Я вернулся в холл. Он был полон людей. Мужчина с пунцовым лицом, очень импульсивный, выкрикнул, что дает мне тридцать секунд на возврат денег, иначе он войдет в зал и призовет всех на “суд Линча”.
– Мы соберемся все и линчуем тебя!
Когда истекли тридцать секунд, никто его не остановил. Он вошел в зал, встал перед экраном и завопил:
– Да, я иду с вами!
В конце концов я предложил подождать минуту. Марио Казетта попросил толпу позволить нам объясниться. Марио и меня оттеснили почти к самому выходу. Мы вспомнили о беспорядках, которые недавно произошли во время футбольного матча в Южной Америке. Людей переполняла ярость. Толпа была на волоске от приведения в действие своего желания все громить и крушить. Мужчина с пунцовым лицом выкрикнул мне:
– Так что вы намерены делать?
– Я дам вам билеты на другой фильм.
Более двухсот билетов были розданы желающим».
Показывать фильмы Уорхола в 1964 году, в Америке, было делом далеко не безопасным! Но это никак не повлияло на желание Уорхола продолжать снимать кино. Он снял Билли Нейма, делавшего стрижку Джону Додду. Кажется, существует другая версия этого фильма с третьим персонажем – молодым человеком в светлых джинсах и голым торсом, который в течение фильма полностью обнажается, прямо перед камерой. Энди снял, как ест грибы Роберт Индиана, один из редких артистов, с кем он поддерживал дружеские отношения. Фильмы без заглавных титров начинались то в почти кромешной темноте, то с передержанных кадров, что дало повод кинообозревателям отнести эти эффекты к профессиональным ошибкам. Названия фильмов были в высшей степени лаконичны и полностью соответствовали «действиям»: Haircut (Стрижка), Sleep (Сон), Kiss (Поцелуй), Eat (Еда), BlowJob (Минет), Empire (Империя), Taylor Mead’s Ass (Задница Тейлора Мида), Henry Geldzahler (Генри Гельдцалер).

НАБОР ДАННЫХ –
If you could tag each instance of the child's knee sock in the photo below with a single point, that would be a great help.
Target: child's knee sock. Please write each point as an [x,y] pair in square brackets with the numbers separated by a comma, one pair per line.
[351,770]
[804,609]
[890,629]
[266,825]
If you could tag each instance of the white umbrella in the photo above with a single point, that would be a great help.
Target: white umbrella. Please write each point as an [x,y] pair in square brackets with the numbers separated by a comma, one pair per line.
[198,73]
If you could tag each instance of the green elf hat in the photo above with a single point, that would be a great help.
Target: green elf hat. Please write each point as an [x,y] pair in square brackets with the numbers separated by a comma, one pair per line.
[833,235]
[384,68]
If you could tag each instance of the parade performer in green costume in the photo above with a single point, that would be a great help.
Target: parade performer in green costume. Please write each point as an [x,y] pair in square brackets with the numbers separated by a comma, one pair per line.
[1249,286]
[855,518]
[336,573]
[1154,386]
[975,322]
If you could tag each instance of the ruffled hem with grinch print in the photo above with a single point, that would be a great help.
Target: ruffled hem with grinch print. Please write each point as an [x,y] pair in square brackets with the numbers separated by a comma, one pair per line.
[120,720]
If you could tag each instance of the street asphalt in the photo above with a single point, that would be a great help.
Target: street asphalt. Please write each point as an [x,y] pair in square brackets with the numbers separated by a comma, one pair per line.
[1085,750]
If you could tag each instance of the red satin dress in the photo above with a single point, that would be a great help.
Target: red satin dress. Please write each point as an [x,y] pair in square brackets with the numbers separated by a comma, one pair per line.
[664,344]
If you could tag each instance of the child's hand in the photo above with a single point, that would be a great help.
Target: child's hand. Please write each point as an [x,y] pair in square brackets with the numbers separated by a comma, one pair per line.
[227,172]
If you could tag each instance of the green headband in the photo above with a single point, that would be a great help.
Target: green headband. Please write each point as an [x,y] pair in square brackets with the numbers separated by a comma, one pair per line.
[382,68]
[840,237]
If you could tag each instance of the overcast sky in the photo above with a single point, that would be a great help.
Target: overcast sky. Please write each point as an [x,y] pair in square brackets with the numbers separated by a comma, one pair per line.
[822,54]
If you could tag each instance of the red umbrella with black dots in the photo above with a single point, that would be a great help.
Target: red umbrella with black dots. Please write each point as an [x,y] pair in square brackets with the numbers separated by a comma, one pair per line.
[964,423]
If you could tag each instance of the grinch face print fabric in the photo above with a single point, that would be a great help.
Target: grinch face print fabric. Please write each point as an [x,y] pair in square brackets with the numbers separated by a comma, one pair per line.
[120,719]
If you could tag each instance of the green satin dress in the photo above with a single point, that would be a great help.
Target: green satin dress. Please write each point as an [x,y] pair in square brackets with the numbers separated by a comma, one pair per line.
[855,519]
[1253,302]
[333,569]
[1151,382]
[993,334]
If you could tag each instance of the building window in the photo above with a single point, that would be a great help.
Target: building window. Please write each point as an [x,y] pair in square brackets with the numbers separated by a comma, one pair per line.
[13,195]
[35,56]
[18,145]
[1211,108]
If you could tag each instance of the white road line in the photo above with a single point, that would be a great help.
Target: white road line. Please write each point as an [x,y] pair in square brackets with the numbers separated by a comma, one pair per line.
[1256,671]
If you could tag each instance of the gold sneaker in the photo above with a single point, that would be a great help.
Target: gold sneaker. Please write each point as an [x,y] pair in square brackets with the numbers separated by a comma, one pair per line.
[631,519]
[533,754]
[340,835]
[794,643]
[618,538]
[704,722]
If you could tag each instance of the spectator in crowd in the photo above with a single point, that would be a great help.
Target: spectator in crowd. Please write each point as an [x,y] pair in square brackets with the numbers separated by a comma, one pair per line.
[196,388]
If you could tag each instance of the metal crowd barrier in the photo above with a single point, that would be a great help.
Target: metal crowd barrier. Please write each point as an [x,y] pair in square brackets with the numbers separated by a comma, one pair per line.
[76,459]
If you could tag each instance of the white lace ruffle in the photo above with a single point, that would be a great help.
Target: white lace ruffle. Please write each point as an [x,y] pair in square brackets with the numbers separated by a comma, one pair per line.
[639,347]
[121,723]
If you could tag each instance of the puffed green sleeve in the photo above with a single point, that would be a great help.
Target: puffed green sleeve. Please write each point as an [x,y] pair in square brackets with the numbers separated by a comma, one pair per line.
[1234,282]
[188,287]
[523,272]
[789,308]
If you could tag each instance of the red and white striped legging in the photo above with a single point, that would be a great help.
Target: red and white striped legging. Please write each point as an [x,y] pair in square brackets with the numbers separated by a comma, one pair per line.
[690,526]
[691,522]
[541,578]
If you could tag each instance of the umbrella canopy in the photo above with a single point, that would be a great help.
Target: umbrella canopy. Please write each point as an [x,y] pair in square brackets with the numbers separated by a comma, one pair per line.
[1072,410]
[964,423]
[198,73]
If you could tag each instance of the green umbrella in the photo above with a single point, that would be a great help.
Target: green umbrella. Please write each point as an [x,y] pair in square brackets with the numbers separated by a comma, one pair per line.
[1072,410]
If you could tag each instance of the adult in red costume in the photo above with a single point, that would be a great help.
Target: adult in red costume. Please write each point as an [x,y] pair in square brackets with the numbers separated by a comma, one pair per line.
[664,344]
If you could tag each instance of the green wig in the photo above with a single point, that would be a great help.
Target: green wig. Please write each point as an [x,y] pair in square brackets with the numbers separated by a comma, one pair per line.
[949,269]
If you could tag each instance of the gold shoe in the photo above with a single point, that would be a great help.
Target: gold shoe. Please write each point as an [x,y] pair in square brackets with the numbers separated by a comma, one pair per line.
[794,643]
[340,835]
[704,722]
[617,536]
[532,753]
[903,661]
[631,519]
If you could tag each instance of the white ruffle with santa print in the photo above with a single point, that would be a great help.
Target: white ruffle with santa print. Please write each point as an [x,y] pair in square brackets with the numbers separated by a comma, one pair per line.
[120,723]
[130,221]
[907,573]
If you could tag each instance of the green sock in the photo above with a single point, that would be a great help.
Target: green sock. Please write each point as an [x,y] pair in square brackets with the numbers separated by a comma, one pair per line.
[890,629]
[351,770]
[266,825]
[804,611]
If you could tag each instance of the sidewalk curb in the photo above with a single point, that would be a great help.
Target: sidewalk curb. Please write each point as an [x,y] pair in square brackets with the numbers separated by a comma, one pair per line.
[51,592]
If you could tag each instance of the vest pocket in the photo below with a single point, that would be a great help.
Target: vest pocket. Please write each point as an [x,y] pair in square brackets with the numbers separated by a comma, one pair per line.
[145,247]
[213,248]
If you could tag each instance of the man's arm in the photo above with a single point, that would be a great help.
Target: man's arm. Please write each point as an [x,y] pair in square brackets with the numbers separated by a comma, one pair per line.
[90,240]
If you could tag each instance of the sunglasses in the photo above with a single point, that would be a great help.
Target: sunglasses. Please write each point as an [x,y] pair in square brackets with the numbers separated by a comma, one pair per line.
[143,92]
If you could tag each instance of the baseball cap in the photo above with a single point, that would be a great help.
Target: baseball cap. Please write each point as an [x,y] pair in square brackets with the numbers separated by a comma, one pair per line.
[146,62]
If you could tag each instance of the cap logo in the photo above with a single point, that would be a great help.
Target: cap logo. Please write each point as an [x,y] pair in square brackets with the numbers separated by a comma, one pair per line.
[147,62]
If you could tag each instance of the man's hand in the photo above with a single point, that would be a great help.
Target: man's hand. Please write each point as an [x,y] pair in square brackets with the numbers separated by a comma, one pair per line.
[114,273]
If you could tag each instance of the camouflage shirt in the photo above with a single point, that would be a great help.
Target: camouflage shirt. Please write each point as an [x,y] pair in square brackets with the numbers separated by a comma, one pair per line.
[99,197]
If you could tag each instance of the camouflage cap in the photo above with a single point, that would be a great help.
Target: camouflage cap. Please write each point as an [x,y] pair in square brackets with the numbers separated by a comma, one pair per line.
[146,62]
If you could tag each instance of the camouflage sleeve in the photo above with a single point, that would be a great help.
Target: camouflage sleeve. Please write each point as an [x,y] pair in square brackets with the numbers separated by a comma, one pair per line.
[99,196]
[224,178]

ЗАДАНИЯ –
- 1) Переведите на английский язык предложение из текста о фильмах Уорхола: «Но это никак не повлияло на желание Уорхола продолжать снимать кино».
- 2) Продолжите текст о фильмах Уорхола, начав сразу после его последнего предложения.

РЕШЁННЫЕ ЗАДАЧИ –
- 1) But this in no way affected Warhol's desire to keep making films.

- 2)
Henry Geldzahler – это интересная попытка «создать портрет», который трансформировался в автопортрет. В самом деле, режиссер настолько слился со своим произведением, что практически исчез, оставив сюжет один на один перед объективом, дав свободу вести себя так, как ему хочется, но все время оставаясь в поле зрения камеры. «Сюжету» дают понять, что вести себя надо совершенно свободно, незажато. Он должен быть самим собой в ситуации, когда необходимо играть естественность.
Сидеть на одном месте в течение трех минут, глядя прямо в камеру, которая фиксирует ваши малейшие движения и жесты, – это еще куда ни шло. Так делал Билли Нейм в своих портретах, которые позже будет записывать на пленку у входа на «Фабрику». Но просидеть сто минут! В самом деле, этот промежуток времени – имеется в виду продолжительность фильма – делает все, он трансформирует это домашнее видео (съемка курящего друга) в произведение искусства. Этот временной интервал разоблачает все: что можно скрыть в трехминутном промежутке, невозможно спрятать в стоминутном.
Какова была реакция на такой сюжет? Генри Гельдцалер говорил о нем с юмором: в тот вечер Энди и Генри раздобыли «травку». Они немного покурили (это может быть косвенным доказательством, что Уорхол не принимал ни валиум, ни обетрол), как вдруг Энди поднялся и сказал Генри:
– Садись вот сюда, на диван, я буду тебя снимать.
– А что мне надо делать? – поинтересовался Гельдцалер. – Курить сигару?
– Да, садись и кури, – ответил Уорхол.
В то время Гельдцалер выкуривал до десяти сигар в день…
Уорхол установил камеру, вставил в нее кассету на сорок пять минут и включил «пуск». «Получив настолько исчерпывающие и мастерски преподнесенные указания, я в точности последовал им. Остался сидеть и курить», – говорил Гельдцалер.
Уорхол только один раз заглянул в видоискатель камеры: его вообще не было в мастерской.
«За время этой медитации в черно-белом цвете без каких бы то ни было интерпретаций с моей стороны, без режиссерских указаний, я почувствовал, что предоставлен сам себе и волен делать все, что мне вздумается, поэтому, через какое-то время, я все же сделал несколько движений, самых обычных, – продолжил рассказ Гельдцалер. – В довершение всего Энди где-то на середине первой бобины дал мне понять, что у него приготовлена вторая. Я потребовал, чтобы меня посвятили в настоящую интригу фильма: оказалось, единственное, что от меня требовалось, это курить вонючую сигару в течение целого часа».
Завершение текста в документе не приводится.